[Dataset excerpts]
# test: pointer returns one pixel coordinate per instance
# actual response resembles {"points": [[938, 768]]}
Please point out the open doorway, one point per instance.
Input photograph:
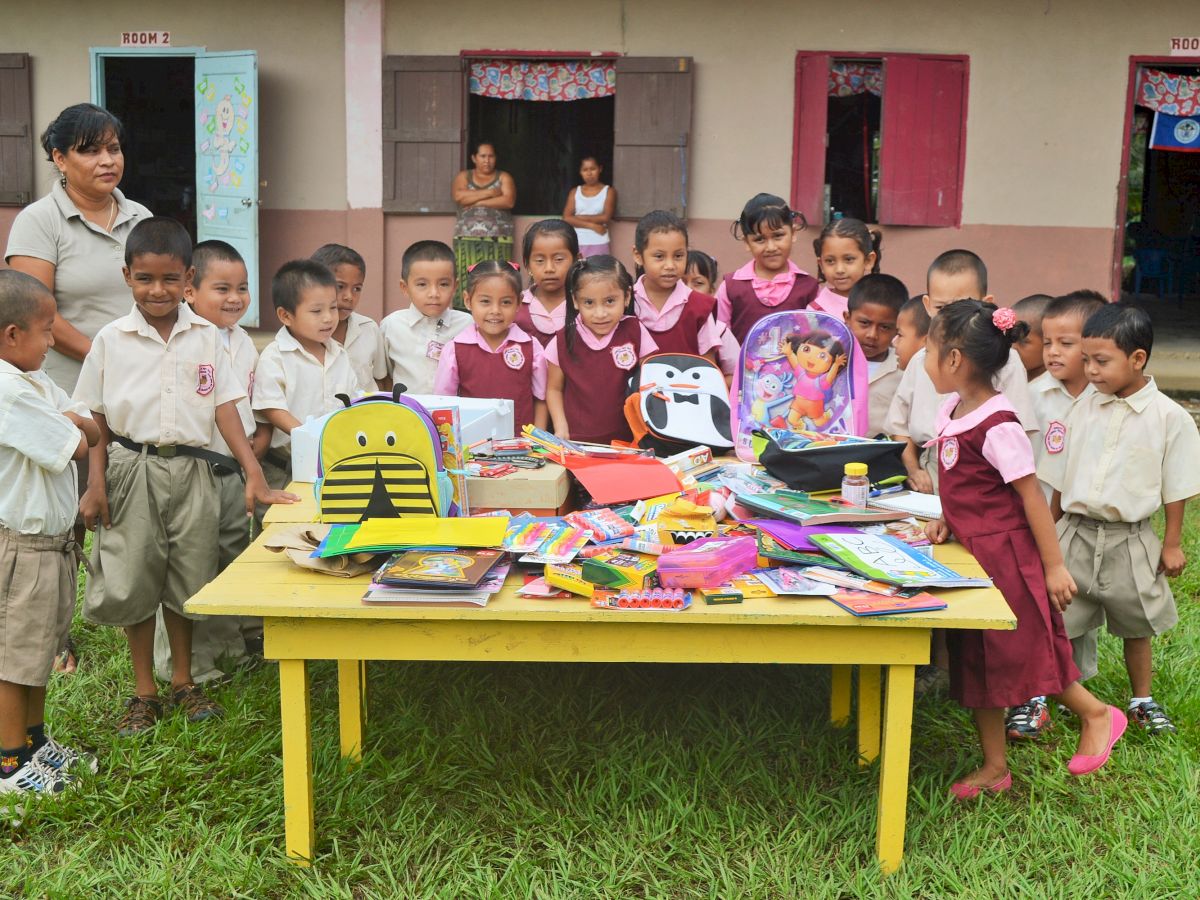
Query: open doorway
{"points": [[155, 99]]}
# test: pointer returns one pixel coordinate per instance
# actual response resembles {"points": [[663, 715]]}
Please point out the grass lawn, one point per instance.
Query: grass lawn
{"points": [[622, 780]]}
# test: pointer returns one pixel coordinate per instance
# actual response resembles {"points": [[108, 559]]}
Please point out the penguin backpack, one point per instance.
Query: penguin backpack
{"points": [[381, 457], [678, 401], [799, 371]]}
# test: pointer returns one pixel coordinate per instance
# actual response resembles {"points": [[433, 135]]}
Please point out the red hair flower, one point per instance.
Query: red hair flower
{"points": [[1003, 318]]}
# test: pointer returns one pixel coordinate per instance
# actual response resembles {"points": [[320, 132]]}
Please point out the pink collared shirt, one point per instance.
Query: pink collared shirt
{"points": [[445, 383], [664, 319], [646, 342], [772, 292], [1006, 447]]}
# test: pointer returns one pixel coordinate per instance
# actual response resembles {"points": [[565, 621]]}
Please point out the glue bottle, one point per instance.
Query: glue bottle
{"points": [[856, 486]]}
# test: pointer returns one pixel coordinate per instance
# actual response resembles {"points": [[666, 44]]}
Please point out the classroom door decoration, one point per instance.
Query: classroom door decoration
{"points": [[381, 457], [797, 373], [227, 157]]}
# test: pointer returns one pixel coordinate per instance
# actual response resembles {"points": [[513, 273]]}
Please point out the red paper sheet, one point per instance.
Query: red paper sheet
{"points": [[634, 478]]}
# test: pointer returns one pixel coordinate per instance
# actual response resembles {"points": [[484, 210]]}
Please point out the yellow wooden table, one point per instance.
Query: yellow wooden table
{"points": [[309, 616]]}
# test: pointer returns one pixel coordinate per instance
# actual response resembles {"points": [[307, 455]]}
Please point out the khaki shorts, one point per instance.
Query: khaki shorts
{"points": [[37, 593], [162, 545], [1115, 567]]}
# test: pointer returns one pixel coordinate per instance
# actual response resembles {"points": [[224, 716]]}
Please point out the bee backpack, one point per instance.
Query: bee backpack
{"points": [[381, 457], [678, 401], [799, 371]]}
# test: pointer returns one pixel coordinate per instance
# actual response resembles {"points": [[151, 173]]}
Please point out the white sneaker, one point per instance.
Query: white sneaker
{"points": [[64, 759]]}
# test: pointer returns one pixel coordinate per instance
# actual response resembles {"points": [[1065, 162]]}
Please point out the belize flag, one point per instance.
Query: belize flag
{"points": [[1175, 132]]}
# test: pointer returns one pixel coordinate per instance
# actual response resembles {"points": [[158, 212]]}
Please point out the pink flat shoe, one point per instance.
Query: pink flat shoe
{"points": [[960, 791], [1083, 765]]}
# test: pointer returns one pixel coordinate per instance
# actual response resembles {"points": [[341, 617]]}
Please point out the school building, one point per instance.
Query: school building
{"points": [[1009, 129]]}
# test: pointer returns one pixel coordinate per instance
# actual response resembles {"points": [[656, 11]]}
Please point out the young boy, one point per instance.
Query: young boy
{"points": [[219, 291], [156, 382], [912, 329], [1030, 310], [954, 275], [359, 335], [871, 312], [1055, 394], [414, 336], [1127, 450], [304, 369], [41, 432]]}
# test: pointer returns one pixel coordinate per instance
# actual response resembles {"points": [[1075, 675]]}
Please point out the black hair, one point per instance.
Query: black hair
{"points": [[867, 240], [425, 252], [208, 252], [297, 276], [21, 297], [916, 307], [335, 255], [766, 209], [1078, 303], [491, 269], [550, 228], [705, 264], [954, 262], [880, 289], [1032, 309], [598, 267], [81, 127], [1128, 327], [967, 327], [160, 235]]}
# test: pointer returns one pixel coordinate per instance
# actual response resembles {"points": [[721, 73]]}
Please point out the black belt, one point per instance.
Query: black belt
{"points": [[221, 463]]}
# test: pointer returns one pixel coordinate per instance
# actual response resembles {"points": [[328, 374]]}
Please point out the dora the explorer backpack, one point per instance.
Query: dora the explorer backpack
{"points": [[678, 401], [798, 371], [381, 457]]}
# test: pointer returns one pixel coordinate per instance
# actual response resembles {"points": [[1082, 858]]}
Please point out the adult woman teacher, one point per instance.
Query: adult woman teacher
{"points": [[73, 239], [484, 227]]}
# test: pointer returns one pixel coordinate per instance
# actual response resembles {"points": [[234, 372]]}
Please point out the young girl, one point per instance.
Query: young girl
{"points": [[679, 318], [550, 250], [994, 505], [493, 357], [589, 208], [771, 281], [846, 251], [591, 358]]}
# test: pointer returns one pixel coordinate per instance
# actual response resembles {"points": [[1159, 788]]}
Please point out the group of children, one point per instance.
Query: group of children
{"points": [[186, 426]]}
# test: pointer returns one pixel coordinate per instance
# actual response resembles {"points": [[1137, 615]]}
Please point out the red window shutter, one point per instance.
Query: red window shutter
{"points": [[652, 132], [423, 132], [923, 141], [810, 137]]}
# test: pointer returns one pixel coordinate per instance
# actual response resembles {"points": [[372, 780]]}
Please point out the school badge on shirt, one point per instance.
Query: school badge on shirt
{"points": [[624, 357], [205, 379], [949, 453], [1056, 437], [514, 357]]}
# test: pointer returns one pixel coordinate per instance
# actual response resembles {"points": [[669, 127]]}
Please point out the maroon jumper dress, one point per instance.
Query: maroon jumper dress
{"points": [[1000, 669]]}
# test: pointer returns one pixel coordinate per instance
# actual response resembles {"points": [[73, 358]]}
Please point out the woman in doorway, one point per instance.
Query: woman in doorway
{"points": [[72, 240], [484, 227]]}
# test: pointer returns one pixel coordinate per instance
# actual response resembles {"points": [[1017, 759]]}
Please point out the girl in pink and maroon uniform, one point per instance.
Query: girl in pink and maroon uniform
{"points": [[679, 318], [771, 281], [591, 359], [493, 358], [550, 250], [994, 505]]}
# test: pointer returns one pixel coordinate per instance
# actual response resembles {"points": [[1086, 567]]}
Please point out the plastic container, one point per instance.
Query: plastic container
{"points": [[707, 562], [856, 486]]}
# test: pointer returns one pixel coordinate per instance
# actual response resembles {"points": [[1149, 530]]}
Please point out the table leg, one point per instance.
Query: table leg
{"points": [[297, 726], [352, 706], [894, 767], [839, 695], [869, 690]]}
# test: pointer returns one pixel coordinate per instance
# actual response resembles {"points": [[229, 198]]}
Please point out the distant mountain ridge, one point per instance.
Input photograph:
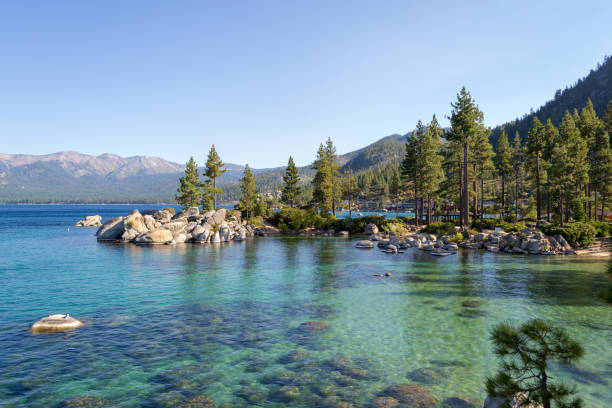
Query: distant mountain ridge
{"points": [[597, 86], [108, 178]]}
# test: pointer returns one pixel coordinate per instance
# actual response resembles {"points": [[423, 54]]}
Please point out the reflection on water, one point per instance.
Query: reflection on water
{"points": [[277, 321]]}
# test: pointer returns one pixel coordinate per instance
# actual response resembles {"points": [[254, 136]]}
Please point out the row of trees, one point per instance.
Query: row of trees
{"points": [[192, 192], [566, 171]]}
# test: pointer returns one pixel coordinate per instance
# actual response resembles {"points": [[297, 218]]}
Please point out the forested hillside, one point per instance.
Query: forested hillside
{"points": [[597, 86]]}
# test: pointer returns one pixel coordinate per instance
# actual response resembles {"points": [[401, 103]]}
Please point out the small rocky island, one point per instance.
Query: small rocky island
{"points": [[528, 241], [162, 227]]}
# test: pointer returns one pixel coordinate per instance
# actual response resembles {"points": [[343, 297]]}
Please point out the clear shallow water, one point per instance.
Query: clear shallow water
{"points": [[165, 324]]}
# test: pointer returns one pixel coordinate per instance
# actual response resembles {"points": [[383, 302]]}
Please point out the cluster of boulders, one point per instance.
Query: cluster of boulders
{"points": [[528, 241], [162, 227], [90, 221], [391, 243]]}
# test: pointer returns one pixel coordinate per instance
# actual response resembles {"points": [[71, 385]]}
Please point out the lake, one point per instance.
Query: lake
{"points": [[165, 324]]}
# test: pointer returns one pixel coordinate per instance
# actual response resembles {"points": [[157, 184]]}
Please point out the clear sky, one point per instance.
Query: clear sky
{"points": [[266, 79]]}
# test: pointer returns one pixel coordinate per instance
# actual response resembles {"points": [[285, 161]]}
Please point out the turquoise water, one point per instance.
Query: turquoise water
{"points": [[165, 324]]}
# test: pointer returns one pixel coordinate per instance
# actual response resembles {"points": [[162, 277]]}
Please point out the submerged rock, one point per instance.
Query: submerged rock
{"points": [[89, 221], [313, 326], [111, 230], [412, 395], [425, 376], [53, 323], [384, 402], [457, 402], [199, 401], [364, 244], [159, 236], [84, 401]]}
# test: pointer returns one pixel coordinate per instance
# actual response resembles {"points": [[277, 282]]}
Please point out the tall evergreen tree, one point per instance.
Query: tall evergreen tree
{"points": [[526, 353], [536, 146], [189, 193], [291, 190], [323, 189], [430, 162], [248, 198], [395, 190], [214, 169], [411, 165], [482, 163], [350, 189], [518, 165], [503, 164], [607, 118], [466, 121], [569, 170], [590, 126], [551, 134], [334, 173]]}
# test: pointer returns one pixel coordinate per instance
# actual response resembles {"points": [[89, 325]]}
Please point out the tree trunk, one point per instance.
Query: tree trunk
{"points": [[503, 197], [416, 210], [466, 209], [428, 209], [516, 198], [560, 209], [475, 201], [538, 198], [547, 205], [214, 193]]}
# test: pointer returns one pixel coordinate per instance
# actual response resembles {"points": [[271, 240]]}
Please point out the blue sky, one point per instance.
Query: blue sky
{"points": [[266, 79]]}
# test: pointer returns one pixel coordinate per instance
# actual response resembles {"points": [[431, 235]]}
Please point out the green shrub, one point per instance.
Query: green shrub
{"points": [[577, 206], [171, 210], [440, 228], [297, 219], [579, 234], [603, 229], [492, 223], [457, 238]]}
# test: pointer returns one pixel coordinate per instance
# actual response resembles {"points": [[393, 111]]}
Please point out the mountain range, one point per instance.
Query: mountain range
{"points": [[75, 177]]}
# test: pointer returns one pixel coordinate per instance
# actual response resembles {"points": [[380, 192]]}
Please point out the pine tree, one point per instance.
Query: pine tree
{"points": [[395, 190], [482, 163], [503, 164], [536, 146], [291, 191], [248, 193], [350, 189], [526, 353], [551, 134], [607, 118], [569, 168], [518, 158], [189, 191], [466, 121], [323, 189], [430, 162], [590, 126], [214, 169], [334, 173], [411, 165]]}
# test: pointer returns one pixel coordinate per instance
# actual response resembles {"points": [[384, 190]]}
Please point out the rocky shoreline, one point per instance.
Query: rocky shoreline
{"points": [[162, 227], [528, 241]]}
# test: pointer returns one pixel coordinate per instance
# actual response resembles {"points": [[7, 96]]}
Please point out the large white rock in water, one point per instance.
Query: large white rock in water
{"points": [[219, 216], [134, 225], [364, 244], [90, 221], [160, 236], [371, 229], [53, 323], [111, 230]]}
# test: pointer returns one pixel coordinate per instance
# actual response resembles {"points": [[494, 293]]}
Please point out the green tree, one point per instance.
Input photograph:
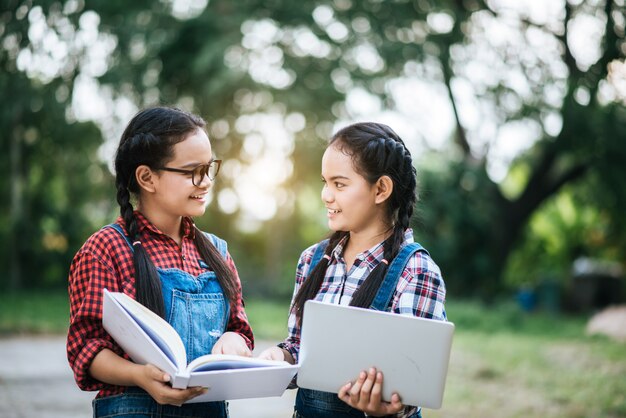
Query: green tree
{"points": [[53, 175], [514, 69]]}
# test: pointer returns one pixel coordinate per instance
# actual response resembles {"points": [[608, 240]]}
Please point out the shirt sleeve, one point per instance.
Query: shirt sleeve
{"points": [[86, 337], [238, 320], [292, 342], [421, 290]]}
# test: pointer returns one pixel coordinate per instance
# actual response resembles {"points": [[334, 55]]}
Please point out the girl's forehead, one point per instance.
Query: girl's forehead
{"points": [[196, 145], [337, 162]]}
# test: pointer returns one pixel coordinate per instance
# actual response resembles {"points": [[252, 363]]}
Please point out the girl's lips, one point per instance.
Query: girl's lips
{"points": [[201, 198], [332, 212]]}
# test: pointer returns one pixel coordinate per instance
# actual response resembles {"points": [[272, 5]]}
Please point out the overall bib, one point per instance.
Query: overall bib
{"points": [[198, 311], [318, 404]]}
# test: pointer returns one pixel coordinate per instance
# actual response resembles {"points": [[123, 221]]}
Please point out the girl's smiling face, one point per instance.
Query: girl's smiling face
{"points": [[349, 198], [175, 194]]}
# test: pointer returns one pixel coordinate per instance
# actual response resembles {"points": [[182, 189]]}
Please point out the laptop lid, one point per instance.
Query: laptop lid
{"points": [[337, 342]]}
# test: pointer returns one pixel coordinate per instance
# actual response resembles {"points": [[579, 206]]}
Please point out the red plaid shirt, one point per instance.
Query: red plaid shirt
{"points": [[105, 261]]}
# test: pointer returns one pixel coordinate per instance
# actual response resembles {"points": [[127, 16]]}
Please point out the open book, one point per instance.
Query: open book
{"points": [[148, 338]]}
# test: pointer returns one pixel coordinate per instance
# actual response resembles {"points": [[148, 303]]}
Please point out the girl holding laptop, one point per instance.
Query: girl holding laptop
{"points": [[369, 190]]}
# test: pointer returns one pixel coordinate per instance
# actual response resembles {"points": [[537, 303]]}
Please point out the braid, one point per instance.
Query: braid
{"points": [[213, 258], [148, 140], [314, 280], [378, 151]]}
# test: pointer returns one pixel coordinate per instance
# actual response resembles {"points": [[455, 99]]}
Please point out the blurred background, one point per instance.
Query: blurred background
{"points": [[515, 113]]}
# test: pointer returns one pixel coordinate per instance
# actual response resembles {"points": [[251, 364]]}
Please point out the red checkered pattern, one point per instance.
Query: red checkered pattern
{"points": [[105, 261]]}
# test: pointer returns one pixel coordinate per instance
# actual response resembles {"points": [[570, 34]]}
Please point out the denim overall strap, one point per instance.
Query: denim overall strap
{"points": [[388, 286], [317, 404], [198, 297]]}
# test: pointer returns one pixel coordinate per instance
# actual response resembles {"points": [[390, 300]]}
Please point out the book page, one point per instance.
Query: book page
{"points": [[225, 362], [159, 331]]}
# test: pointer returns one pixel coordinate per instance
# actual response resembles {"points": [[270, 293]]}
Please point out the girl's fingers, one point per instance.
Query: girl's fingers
{"points": [[377, 389], [366, 388], [355, 391]]}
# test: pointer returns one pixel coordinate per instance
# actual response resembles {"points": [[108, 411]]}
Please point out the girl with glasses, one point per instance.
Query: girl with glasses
{"points": [[369, 190], [154, 253]]}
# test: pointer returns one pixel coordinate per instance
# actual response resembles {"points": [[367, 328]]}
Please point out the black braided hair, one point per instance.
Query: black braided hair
{"points": [[149, 140], [376, 150]]}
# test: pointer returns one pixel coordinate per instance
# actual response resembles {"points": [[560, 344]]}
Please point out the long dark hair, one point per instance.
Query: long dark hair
{"points": [[149, 139], [376, 151]]}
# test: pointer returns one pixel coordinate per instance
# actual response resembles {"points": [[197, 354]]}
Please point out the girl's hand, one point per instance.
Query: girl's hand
{"points": [[231, 343], [366, 395], [276, 353], [155, 382]]}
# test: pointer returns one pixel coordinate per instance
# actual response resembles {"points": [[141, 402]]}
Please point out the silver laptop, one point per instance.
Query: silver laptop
{"points": [[338, 342]]}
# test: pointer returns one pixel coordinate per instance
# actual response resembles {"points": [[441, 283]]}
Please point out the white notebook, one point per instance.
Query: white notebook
{"points": [[337, 342]]}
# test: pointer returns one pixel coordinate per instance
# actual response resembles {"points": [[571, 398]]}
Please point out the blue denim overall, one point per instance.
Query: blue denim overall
{"points": [[198, 311], [318, 404]]}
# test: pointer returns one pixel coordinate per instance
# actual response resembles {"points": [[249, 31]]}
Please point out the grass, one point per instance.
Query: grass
{"points": [[504, 363]]}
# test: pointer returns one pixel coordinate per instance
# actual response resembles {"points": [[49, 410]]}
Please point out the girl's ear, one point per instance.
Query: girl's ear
{"points": [[384, 188], [145, 178]]}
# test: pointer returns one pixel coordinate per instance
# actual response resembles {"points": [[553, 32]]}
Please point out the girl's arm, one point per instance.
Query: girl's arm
{"points": [[289, 349], [108, 367]]}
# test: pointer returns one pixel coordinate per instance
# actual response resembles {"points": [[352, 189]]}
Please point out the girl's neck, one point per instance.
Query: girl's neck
{"points": [[362, 241], [169, 225]]}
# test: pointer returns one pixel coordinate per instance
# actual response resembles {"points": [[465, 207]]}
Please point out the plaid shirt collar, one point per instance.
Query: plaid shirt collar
{"points": [[148, 228], [372, 256]]}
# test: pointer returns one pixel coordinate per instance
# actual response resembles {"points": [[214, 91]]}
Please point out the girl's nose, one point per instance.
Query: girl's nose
{"points": [[327, 195]]}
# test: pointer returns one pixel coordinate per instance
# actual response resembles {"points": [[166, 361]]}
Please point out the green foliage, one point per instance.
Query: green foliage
{"points": [[231, 60]]}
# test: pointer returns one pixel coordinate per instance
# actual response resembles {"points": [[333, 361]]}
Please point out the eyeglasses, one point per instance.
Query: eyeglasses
{"points": [[197, 174]]}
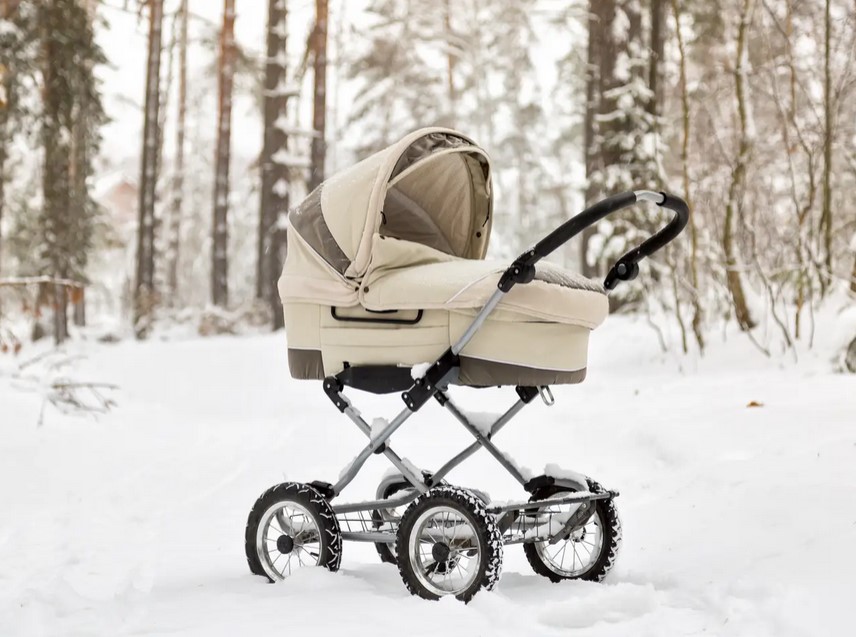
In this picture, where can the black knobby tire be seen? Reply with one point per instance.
(610, 525)
(384, 549)
(465, 503)
(330, 538)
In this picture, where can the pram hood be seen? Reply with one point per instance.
(432, 188)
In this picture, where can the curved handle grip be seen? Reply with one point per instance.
(522, 270)
(627, 267)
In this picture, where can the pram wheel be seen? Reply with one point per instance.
(448, 544)
(587, 553)
(291, 526)
(391, 516)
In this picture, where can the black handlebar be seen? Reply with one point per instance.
(522, 270)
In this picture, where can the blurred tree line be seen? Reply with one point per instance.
(745, 107)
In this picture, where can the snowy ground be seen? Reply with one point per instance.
(738, 520)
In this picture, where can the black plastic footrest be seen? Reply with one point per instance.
(324, 488)
(539, 482)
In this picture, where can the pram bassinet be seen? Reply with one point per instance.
(386, 267)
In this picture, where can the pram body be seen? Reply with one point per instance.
(386, 289)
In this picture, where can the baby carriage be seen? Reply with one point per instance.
(386, 289)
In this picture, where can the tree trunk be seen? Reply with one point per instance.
(656, 57)
(220, 227)
(275, 176)
(144, 282)
(319, 95)
(55, 170)
(738, 174)
(826, 206)
(177, 205)
(696, 323)
(601, 14)
(450, 60)
(2, 178)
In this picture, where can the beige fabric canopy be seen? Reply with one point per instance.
(432, 187)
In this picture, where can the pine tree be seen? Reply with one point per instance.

ACTIVITY:
Set down exactly and only the lines from the start of the entries above through the line containing "Please point out the red hair", both ends included, omitting the pictures.

RESULT BELOW:
# test: pointer returns one pixel coordinate per instance
# actual response resembles {"points": [[938, 768]]}
Please point out the open doorway, one point per instance.
Input photograph:
Query: open doorway
{"points": [[155, 99]]}
# test: pointer returns one pixel coordinate per instance
# actual response resembles {"points": [[663, 715]]}
Please point out the grass lawn, one point per instance.
Query: grass lawn
{"points": [[622, 780]]}
# test: pointer returns one pixel coordinate per instance
# actual response resembles {"points": [[108, 559]]}
Please point out the penguin backpack, one point per instance.
Query: penguin backpack
{"points": [[381, 457], [678, 401], [799, 371]]}
# test: pointer returns one pixel coordinate per instance
# actual response resembles {"points": [[433, 135]]}
Please point out the red hair flower, one point per instance.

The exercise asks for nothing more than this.